» WHAT YOU HAVE TO DO
Display every line below that contains the word "faucet". Case counts.

******

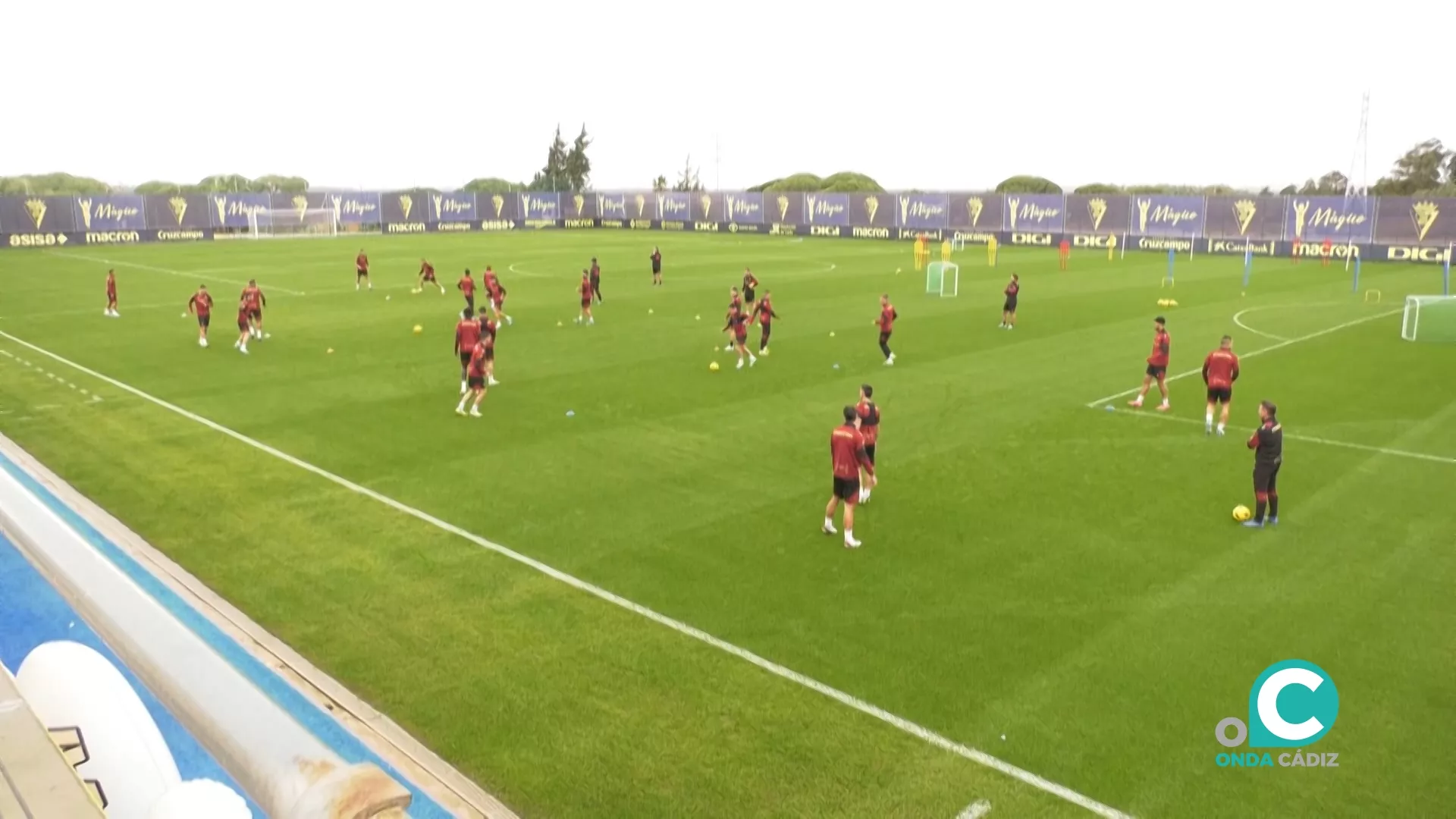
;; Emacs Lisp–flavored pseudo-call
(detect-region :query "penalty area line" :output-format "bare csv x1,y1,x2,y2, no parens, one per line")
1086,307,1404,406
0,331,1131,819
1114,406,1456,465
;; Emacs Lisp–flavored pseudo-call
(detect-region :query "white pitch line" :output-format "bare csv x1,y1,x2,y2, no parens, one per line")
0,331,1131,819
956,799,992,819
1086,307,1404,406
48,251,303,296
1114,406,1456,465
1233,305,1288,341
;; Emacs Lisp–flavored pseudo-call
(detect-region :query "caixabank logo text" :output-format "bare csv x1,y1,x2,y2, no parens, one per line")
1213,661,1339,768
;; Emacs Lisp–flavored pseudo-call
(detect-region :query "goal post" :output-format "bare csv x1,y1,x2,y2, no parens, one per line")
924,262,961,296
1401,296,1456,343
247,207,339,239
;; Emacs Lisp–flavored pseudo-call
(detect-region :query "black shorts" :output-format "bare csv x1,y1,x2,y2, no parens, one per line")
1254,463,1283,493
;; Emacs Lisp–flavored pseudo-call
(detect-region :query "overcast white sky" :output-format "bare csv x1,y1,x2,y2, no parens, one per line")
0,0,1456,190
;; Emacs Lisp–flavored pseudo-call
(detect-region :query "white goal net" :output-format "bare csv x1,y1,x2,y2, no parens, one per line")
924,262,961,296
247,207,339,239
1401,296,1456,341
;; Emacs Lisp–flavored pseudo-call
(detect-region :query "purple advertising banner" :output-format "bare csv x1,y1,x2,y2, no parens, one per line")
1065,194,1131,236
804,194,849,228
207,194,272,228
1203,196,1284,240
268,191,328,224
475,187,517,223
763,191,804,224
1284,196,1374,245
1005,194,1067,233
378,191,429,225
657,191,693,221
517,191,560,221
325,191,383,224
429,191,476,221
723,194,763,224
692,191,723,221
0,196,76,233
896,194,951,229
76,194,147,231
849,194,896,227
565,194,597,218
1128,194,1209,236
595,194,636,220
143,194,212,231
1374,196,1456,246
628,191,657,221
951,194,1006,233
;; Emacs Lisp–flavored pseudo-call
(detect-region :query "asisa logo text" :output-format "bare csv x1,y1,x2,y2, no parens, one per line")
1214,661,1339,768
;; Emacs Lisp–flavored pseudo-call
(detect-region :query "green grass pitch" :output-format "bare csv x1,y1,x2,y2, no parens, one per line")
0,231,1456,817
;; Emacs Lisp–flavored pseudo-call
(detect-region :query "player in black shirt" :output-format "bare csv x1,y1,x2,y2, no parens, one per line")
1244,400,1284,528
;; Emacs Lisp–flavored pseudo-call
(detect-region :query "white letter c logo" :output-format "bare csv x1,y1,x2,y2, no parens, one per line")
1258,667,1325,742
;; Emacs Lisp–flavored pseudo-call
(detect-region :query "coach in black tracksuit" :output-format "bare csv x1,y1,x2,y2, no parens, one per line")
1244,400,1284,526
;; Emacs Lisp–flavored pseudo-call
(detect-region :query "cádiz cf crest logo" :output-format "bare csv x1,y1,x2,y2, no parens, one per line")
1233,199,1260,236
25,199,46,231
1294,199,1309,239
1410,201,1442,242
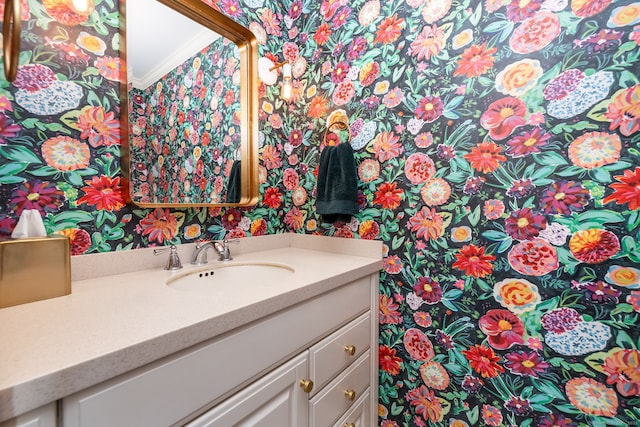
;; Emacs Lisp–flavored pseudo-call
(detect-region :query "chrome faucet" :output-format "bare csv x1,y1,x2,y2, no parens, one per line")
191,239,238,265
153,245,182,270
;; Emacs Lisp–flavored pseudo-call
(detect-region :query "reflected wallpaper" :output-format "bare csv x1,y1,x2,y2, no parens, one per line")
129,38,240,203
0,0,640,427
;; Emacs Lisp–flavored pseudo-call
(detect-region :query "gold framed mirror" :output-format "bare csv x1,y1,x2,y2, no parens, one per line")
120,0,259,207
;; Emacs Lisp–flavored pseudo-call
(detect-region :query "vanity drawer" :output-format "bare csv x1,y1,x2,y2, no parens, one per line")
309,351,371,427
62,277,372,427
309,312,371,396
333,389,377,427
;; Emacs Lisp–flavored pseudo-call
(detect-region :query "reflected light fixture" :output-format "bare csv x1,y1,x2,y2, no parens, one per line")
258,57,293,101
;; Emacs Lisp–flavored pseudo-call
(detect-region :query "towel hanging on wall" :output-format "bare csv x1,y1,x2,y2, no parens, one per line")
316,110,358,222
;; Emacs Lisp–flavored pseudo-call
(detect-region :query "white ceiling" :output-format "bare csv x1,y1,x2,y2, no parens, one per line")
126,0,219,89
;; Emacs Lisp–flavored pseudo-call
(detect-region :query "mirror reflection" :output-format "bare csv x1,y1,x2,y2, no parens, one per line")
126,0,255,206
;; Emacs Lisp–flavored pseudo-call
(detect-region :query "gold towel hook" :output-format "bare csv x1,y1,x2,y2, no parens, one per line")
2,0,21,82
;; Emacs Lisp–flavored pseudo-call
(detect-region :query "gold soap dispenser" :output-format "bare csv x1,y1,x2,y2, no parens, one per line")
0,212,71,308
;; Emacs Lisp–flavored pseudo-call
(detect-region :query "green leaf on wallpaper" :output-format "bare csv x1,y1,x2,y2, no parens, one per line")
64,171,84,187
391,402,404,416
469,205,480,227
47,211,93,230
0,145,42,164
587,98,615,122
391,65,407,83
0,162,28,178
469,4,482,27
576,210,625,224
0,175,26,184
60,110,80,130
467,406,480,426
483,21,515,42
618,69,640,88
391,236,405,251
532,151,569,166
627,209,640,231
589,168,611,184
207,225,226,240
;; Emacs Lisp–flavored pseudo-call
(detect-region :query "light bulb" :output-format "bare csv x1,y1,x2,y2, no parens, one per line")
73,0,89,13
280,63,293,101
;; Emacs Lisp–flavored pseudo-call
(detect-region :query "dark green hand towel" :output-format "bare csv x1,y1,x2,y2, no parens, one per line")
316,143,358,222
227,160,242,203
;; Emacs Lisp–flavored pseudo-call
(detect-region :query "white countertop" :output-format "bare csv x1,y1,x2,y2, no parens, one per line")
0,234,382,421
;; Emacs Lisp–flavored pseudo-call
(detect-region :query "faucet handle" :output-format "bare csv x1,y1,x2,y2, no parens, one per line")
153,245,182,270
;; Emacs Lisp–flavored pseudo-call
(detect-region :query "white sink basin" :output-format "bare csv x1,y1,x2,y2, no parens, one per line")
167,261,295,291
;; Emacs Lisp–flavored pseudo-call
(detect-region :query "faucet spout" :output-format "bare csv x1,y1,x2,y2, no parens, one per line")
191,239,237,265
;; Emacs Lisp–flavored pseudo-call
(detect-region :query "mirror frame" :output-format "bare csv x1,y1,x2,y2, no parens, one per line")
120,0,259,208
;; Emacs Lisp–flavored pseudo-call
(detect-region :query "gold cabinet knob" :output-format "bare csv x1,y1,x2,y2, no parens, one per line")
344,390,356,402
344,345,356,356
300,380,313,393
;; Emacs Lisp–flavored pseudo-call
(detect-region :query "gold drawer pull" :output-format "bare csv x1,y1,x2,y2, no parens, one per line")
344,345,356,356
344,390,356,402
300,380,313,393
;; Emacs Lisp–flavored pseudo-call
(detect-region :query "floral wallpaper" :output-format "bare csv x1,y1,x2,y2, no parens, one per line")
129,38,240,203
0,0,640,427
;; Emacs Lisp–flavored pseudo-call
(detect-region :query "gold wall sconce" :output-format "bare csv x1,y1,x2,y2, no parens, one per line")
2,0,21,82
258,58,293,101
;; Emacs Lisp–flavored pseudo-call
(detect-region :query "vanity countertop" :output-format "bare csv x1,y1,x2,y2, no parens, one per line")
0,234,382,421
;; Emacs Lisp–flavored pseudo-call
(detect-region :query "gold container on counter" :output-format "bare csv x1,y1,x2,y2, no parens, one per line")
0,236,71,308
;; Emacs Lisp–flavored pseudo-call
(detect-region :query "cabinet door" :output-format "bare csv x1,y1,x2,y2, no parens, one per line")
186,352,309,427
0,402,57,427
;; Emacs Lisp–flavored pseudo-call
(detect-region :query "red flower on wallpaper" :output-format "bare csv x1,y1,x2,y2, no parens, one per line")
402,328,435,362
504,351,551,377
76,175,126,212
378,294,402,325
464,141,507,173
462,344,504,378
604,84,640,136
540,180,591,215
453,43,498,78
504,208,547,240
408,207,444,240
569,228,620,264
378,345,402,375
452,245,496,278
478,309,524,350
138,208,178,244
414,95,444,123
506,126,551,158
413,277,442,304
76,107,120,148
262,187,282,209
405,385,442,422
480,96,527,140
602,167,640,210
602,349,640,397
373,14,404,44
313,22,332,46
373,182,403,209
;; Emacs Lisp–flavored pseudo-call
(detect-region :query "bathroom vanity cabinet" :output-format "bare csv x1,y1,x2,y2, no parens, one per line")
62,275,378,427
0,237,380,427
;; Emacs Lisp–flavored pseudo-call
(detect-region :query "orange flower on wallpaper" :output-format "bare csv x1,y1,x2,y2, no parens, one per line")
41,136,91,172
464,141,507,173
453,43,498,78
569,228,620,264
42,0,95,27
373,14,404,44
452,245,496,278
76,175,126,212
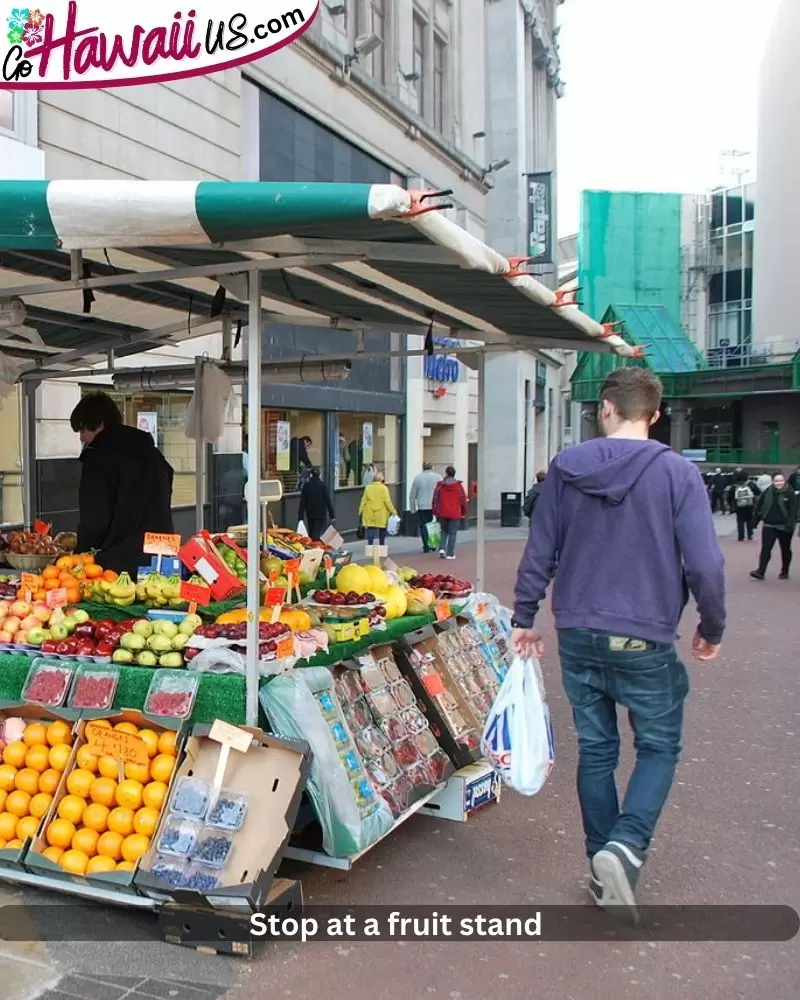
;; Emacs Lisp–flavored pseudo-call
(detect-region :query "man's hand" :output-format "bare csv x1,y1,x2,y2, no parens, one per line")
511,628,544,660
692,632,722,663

******

» THE OUTPUT
(detect-region :query "chrome faucet" :output-format "bare csv x1,y1,x2,y2, no parens, one per line")
(detect-region :query "faucet handle" :output-format "bare csv x1,y1,x2,y2, no parens, one per line")
(detect-region :query "faucet spout" :output-format "bare csv x1,y1,x2,y2, no parens, one per line")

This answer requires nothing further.